Records for processing –
---
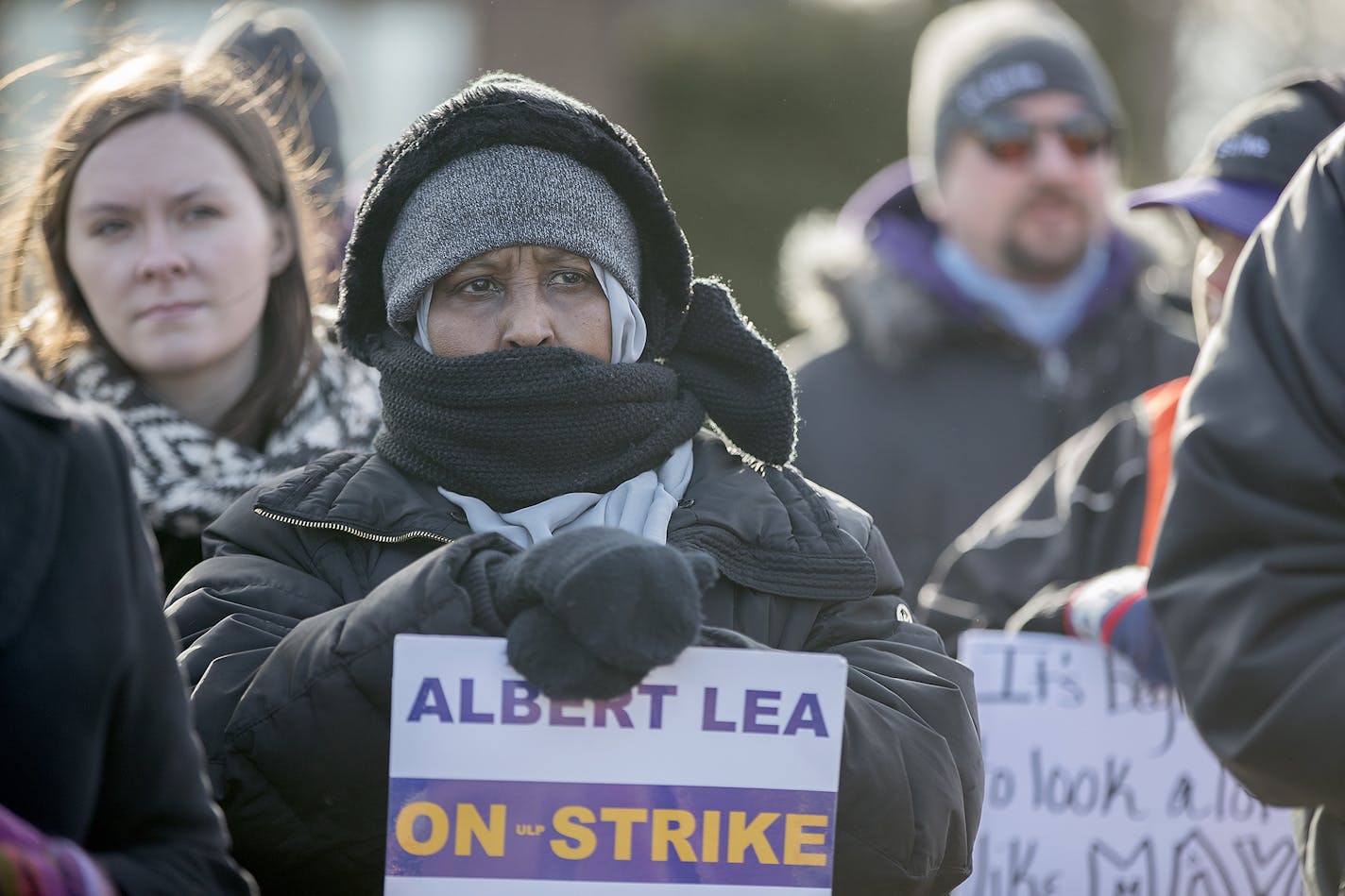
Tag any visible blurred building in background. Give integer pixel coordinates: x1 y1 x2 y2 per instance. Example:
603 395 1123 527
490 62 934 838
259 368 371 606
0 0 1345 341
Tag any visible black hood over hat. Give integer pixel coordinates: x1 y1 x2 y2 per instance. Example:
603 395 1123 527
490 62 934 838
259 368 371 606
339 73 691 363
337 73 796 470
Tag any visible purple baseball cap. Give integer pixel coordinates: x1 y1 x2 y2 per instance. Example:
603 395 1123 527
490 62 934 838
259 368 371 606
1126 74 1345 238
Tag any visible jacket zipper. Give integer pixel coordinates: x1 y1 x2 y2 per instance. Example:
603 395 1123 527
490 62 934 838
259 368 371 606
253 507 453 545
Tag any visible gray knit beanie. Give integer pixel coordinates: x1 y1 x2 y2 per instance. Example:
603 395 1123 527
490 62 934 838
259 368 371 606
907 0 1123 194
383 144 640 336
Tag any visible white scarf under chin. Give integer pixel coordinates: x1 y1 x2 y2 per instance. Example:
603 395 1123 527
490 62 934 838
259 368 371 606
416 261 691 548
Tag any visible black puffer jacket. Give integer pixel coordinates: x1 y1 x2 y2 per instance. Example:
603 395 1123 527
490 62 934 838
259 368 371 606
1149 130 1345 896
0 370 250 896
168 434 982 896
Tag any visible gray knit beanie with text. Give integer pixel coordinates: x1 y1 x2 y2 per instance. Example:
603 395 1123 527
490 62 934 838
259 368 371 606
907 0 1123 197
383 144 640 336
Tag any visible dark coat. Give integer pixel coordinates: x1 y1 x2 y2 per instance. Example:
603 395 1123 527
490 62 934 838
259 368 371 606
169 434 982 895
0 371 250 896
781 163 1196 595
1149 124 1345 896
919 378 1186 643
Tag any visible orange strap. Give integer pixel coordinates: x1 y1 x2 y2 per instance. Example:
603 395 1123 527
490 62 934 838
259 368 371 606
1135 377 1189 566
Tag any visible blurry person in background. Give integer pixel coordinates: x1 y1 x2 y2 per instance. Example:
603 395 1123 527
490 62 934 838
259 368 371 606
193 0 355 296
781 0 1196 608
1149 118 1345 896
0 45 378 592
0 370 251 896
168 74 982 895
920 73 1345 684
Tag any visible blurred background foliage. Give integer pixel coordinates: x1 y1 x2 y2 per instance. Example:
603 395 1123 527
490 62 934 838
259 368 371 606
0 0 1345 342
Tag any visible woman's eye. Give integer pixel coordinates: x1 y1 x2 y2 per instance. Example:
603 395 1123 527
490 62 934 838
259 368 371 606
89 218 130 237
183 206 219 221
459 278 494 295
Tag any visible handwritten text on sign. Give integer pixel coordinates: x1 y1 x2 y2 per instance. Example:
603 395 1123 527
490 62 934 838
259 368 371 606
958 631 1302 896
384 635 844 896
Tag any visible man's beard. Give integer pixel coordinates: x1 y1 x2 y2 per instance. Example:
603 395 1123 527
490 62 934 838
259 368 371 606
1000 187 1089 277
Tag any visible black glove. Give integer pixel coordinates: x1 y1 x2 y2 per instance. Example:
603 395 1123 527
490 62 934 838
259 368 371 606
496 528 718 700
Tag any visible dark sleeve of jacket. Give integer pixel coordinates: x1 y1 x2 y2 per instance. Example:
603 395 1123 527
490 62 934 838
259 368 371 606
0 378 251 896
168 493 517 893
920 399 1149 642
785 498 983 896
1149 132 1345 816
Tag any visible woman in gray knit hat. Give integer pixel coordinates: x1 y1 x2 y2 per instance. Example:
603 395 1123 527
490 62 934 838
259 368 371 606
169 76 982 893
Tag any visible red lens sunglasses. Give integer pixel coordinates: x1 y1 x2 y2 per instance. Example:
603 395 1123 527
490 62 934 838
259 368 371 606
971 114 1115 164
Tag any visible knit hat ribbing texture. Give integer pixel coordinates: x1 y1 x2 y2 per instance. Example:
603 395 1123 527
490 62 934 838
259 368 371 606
---
Task statement – Reproduce all of the entries above verbatim, leaving out the pictures.

Task result –
Tag any visible blurred building in background. Give integer pixel coordinates: x1 y1 x2 y2 per instance. Example:
603 395 1123 527
490 62 934 838
259 368 371 606
0 0 1345 341
Tag any visible black hood over hat. Give integer pixel coordinates: x1 y1 x2 y2 per instance. Example:
603 395 1123 527
490 62 934 838
259 368 371 606
339 73 691 363
337 73 796 470
Tag any visible purple baseball cap. Give integer pixel coordinates: x1 y1 x2 y2 per instance. Example:
603 395 1123 527
490 62 934 838
259 368 371 606
1126 74 1345 238
Tag any visible jacket zipper. Give integer pixel coordinates: x1 y1 x2 y2 per instance. Example:
603 395 1123 527
490 62 934 838
259 368 371 606
253 507 453 545
Tag any visible gray knit beanie. Give integer pixel coordinates: x1 y1 x2 y2 per instance. Example:
603 395 1123 527
490 62 934 838
259 368 371 606
907 0 1123 194
383 144 640 336
Tag any visible white scarf under chin. Give integer pixel coordinates: x1 y1 x2 y2 per instance. Example:
603 395 1123 527
490 62 934 838
259 368 371 606
416 261 691 548
Tag any visible black puffer jacket. Give integer pixel coordinates: x1 y1 x2 y2 per instance. Example:
603 395 1123 527
490 62 934 838
259 368 371 606
1149 130 1345 896
0 370 250 896
168 434 982 896
Tag any visible gray knit beanie with text. Give integer pixel coordinates: x1 y1 x2 y2 per instance. Example:
603 395 1123 527
490 62 934 838
259 368 371 606
907 0 1123 197
383 144 640 336
Tag any visible dark coat. Give integer pixel coordinates: x1 y1 x2 y2 per instance. Example:
603 395 1123 527
490 62 934 838
259 368 371 606
169 434 982 895
0 371 250 896
781 163 1196 595
1149 124 1345 896
919 378 1186 643
Tag any visible orange strap. Give integer pixel coordinates: x1 y1 x2 y2 per instance. Example:
603 395 1123 527
490 62 934 838
259 368 371 606
1135 377 1189 566
Tag any visible blurry person in background. Give integer pixel coordinates: x1 y1 x2 y2 per instance. Example:
603 395 1123 527
490 62 934 838
259 368 371 606
193 0 355 296
781 0 1196 608
1149 118 1345 896
0 45 378 592
0 370 251 896
168 74 982 895
920 73 1345 684
Tag any visible blurred background foliage. Give integer pixel coordinates: x1 y1 x2 y2 per instance. Example:
603 395 1123 527
490 62 934 838
259 368 371 606
0 0 1345 342
Tag any visible woman's eye. Give integer pixel coordinates: x1 y1 x2 y2 per instance. Example:
603 395 1123 527
490 62 934 838
259 368 371 606
89 218 130 237
183 206 219 221
459 278 494 295
Tag any visible handwritten text on sign. Give integer pixel coordinates: x1 y1 x2 y2 per instance. Example:
603 395 1123 527
490 62 934 838
259 368 371 606
958 631 1302 896
384 635 844 896
Tag any visible man's beard. Give integer pixel coordinates: x1 y1 x2 y2 per instance. Example:
603 395 1123 527
490 62 934 838
259 368 371 606
1000 187 1089 277
Tag any visible black glove. Give integer pixel coordinates: x1 y1 x2 y2 per instance. Example:
603 395 1123 527
490 62 934 838
259 368 371 606
496 528 718 700
Tag any visible dark sleeve of jacket. Give integer pixel coordinates: x1 y1 x2 y2 per instance. Example:
603 395 1123 527
490 62 934 838
259 368 371 606
0 378 251 896
168 493 517 893
920 399 1149 642
785 498 983 896
1149 132 1345 816
Tag any visible woman in gray knit hat. Give integer pixel coordinates: x1 y1 x2 y2 per instance. Example:
603 395 1123 527
490 62 934 838
259 368 371 606
169 76 982 893
Tag any visible red lens sunglasses. Give integer pixel coordinates: x1 y1 x2 y2 per instance. Example:
603 395 1123 527
490 62 934 838
259 368 371 606
971 114 1115 164
Tag any visible knit hat ribbing texture. Give integer pixel coordinates: x1 y1 x2 y2 per instance. Example:
603 395 1123 527
490 62 934 838
259 368 371 606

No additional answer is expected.